▸ **What is being asked**
Some lines hold the string "patch". Copy all of them from the material that follows.

══════

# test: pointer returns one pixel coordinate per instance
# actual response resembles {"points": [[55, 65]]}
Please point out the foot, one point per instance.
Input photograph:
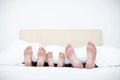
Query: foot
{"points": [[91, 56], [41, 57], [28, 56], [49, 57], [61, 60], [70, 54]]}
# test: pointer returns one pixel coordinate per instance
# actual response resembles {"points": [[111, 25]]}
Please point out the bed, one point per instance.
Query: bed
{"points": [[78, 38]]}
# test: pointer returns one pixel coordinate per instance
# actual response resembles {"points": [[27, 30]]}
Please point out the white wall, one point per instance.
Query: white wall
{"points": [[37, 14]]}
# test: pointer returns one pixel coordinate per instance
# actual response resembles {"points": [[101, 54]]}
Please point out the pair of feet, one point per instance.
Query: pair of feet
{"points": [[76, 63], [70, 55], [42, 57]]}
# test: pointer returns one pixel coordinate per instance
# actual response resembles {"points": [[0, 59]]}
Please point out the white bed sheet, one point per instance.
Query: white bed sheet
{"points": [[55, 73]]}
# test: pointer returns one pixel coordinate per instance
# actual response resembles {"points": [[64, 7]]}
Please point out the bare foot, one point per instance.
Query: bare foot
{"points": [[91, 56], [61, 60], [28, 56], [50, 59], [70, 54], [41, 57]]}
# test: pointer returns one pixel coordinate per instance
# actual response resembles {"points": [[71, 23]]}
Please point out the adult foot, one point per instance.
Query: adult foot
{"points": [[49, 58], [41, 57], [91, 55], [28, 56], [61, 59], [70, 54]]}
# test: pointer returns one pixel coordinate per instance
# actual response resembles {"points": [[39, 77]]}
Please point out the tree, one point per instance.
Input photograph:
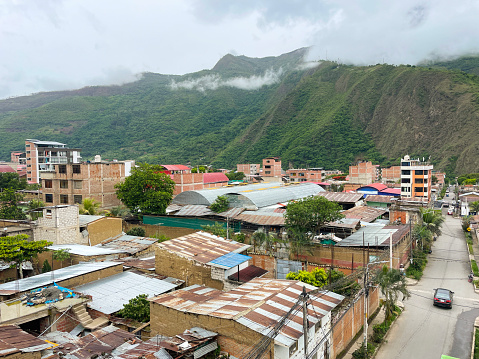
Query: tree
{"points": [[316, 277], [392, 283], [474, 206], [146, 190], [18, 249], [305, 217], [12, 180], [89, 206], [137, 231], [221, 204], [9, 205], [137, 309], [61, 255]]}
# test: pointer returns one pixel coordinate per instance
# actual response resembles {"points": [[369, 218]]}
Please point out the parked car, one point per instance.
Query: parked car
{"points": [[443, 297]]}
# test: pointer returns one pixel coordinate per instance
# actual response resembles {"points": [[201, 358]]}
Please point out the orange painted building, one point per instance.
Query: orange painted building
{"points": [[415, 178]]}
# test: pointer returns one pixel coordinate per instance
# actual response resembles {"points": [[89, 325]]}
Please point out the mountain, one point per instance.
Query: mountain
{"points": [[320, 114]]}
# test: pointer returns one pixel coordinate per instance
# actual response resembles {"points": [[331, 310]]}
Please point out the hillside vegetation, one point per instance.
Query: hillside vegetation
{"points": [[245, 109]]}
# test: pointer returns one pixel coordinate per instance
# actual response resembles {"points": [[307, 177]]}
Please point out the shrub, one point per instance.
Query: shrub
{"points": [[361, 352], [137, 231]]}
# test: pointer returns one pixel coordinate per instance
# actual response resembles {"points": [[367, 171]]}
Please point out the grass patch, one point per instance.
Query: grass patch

══════

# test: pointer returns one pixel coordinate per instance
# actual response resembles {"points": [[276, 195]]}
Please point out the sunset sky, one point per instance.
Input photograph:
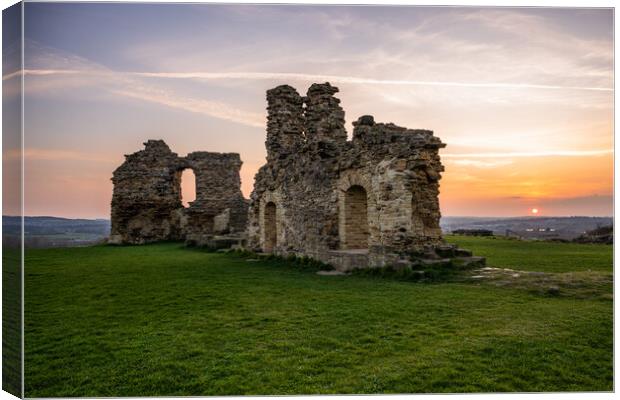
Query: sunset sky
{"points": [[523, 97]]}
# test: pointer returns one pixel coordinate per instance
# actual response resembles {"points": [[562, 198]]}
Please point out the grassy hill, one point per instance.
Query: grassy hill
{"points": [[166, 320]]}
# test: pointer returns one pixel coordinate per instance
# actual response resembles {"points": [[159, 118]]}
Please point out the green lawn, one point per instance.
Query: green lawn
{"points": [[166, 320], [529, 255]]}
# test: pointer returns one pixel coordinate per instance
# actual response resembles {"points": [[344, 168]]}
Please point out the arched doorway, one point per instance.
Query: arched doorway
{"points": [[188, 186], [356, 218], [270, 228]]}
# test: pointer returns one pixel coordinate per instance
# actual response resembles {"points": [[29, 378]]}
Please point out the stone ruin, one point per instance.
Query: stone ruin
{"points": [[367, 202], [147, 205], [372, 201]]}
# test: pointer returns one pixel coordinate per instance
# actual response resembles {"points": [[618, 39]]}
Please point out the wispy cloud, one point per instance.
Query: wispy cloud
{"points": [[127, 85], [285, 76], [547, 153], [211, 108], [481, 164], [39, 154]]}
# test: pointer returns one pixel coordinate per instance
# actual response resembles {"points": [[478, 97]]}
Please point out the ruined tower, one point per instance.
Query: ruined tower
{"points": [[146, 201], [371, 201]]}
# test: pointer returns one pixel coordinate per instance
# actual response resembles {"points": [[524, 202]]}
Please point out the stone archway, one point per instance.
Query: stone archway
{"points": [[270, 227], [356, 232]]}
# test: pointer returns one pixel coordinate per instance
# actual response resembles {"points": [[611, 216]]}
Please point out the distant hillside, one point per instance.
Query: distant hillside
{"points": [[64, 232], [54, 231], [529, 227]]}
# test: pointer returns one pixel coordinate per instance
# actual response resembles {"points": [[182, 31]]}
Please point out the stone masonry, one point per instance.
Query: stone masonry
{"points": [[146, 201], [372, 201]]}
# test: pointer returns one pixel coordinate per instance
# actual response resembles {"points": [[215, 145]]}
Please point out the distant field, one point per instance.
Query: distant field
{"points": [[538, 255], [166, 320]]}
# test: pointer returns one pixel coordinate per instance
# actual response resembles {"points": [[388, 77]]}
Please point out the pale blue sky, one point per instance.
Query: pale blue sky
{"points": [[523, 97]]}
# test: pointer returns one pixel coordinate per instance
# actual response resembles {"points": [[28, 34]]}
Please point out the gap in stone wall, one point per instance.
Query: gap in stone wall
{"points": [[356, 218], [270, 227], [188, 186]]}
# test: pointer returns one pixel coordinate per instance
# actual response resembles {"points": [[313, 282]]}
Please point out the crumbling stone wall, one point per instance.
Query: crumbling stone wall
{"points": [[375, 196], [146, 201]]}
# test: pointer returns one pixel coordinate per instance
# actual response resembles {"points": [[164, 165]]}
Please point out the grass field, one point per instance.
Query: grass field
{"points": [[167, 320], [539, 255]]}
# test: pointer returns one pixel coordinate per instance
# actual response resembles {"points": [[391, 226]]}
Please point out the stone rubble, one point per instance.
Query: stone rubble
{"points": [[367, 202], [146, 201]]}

══════

▸ **Response for this exercise**
Please point out the grass patch, one point per instance.
Query: grass patch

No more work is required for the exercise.